[Reading text]
○ ○ ○ ○ ○

Freelance science journalist Tim Vernimmen writes about all things alive. His articles have been published by a range of newspapers, magazines and websites in Belgium and abroad, including those of Scientific American and National Geographic.
In 2009, Vernimmen traveled to Beijing, China to write about medical tourism. In 2011, he spent three months in India, with the support of the Pascal Decroos Fund, to investigate the controversy surrounding the antibiotic resistence gene NDM-1.
In April 2013, the Fund supported a project that brought him to Vietnam, Cambodia and Hong Kong for a story on the search for dangerous avian flu viruses that landed him in the middle of the H7N9 conundrum. He subsequently traveled to Borneo to investigate our role in the destruction and the surprising pragmatism of the conservationists working there.

○ ○ ○ ○ ○

[Supplied records]
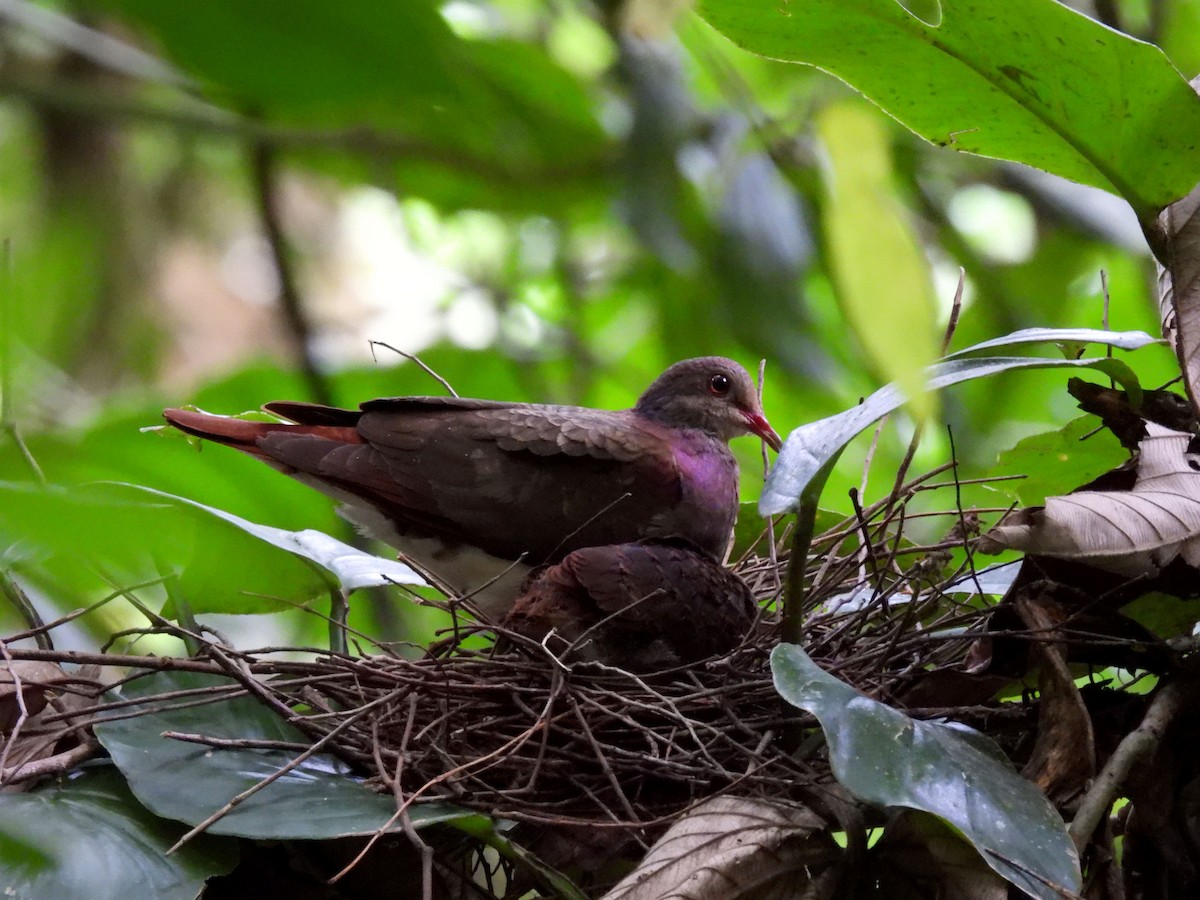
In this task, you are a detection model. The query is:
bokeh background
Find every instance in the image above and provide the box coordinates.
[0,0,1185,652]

○ ○ ○ ○ ○

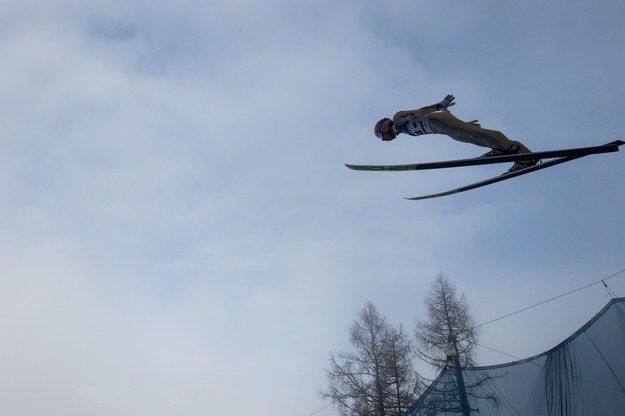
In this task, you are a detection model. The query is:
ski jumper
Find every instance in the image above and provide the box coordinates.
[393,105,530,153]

○ ○ ○ ○ ○

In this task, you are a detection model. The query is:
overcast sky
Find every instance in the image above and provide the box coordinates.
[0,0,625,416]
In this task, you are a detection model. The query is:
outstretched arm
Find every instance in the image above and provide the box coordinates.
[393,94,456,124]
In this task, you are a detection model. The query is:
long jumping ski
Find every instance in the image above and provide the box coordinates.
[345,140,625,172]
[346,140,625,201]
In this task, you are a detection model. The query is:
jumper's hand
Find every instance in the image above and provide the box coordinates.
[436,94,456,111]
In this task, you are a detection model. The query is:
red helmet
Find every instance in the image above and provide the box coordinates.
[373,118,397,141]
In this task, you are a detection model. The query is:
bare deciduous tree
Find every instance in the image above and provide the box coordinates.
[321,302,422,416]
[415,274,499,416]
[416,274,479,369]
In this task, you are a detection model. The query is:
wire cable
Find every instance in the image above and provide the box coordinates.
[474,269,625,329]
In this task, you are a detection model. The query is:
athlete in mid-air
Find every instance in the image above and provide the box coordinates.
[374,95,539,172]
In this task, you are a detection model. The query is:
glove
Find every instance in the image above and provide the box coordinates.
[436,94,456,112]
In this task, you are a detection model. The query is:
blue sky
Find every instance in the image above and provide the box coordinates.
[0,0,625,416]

○ ○ ○ ○ ○

[Apply what you read]
**1)** From the profile of Tim Vernimmen, return the passage starting at "Freelance science journalist" and ending at "and National Geographic.".
**2)** Write the next part of the profile of Tim Vernimmen, picking up after its final sentence.
None of the items are needed for this work.

[Answers to the tasks]
**1)**
Freelance science journalist Tim Vernimmen writes about all things alive. His articles have been published by a range of newspapers, magazines and websites in Belgium and abroad, including those of Scientific American and National Geographic.

**2)**
In 2017, he traveled to Tanzania and South Africa to learn more about the sustainability of tree planting projects for carbon conservation, and their potential damaging impacts on local biodiversity.
The Fund also supported two summer series Vernimmen made for national newspaper De Standaard. The first one, in 2014, investigated the impact of climate change in Southern Europe. A follow-up series in 2020 revealed the impacts of increasing drought in Europe north of the Alps, its impact on carbon storage in nature, and the possible consequences for the climate and ecosystem restoration.